Brief: So that nothing is lost, transcribe each line of the records exactly.

Extracted data entries:
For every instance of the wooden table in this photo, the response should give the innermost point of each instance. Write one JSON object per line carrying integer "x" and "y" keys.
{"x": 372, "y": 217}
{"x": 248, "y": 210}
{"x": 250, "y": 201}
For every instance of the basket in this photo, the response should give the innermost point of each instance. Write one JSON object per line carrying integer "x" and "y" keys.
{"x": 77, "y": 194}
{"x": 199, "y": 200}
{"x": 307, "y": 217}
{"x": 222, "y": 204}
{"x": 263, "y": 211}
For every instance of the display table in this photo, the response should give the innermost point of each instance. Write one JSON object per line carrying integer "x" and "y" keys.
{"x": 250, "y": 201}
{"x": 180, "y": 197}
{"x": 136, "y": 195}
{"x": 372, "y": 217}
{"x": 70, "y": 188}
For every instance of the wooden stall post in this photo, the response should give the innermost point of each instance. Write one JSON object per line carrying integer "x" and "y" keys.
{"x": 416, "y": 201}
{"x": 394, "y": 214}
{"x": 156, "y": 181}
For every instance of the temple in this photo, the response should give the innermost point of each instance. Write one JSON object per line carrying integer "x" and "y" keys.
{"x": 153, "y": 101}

Written answer:
For every instance of the wooden table in this photo, the response should give the innermost point of each instance. Write one JSON object per line carrying integer "x" and "y" keys.
{"x": 372, "y": 217}
{"x": 248, "y": 210}
{"x": 250, "y": 201}
For every instance of the basket in this photo, the response should give the innermost point of each instance. Write one JSON object per line carrying integer "x" and "y" keys.
{"x": 77, "y": 194}
{"x": 199, "y": 200}
{"x": 307, "y": 217}
{"x": 222, "y": 204}
{"x": 263, "y": 211}
For every instance of the display table in this photo, the response should give the innermost point of each instance. Write one JSON object per line carrying integer "x" and "y" keys.
{"x": 250, "y": 201}
{"x": 180, "y": 197}
{"x": 136, "y": 195}
{"x": 372, "y": 217}
{"x": 70, "y": 188}
For every instance of the wooden stall post in this photo, the response should give the innermost point of each instance. Write one JSON object per line carrying integer "x" and "y" keys.
{"x": 416, "y": 201}
{"x": 394, "y": 214}
{"x": 156, "y": 181}
For every instance of the temple in this photo, the response should give the innermost point of each instance. Write one JSON object per line carrying integer "x" and "y" keys.
{"x": 153, "y": 101}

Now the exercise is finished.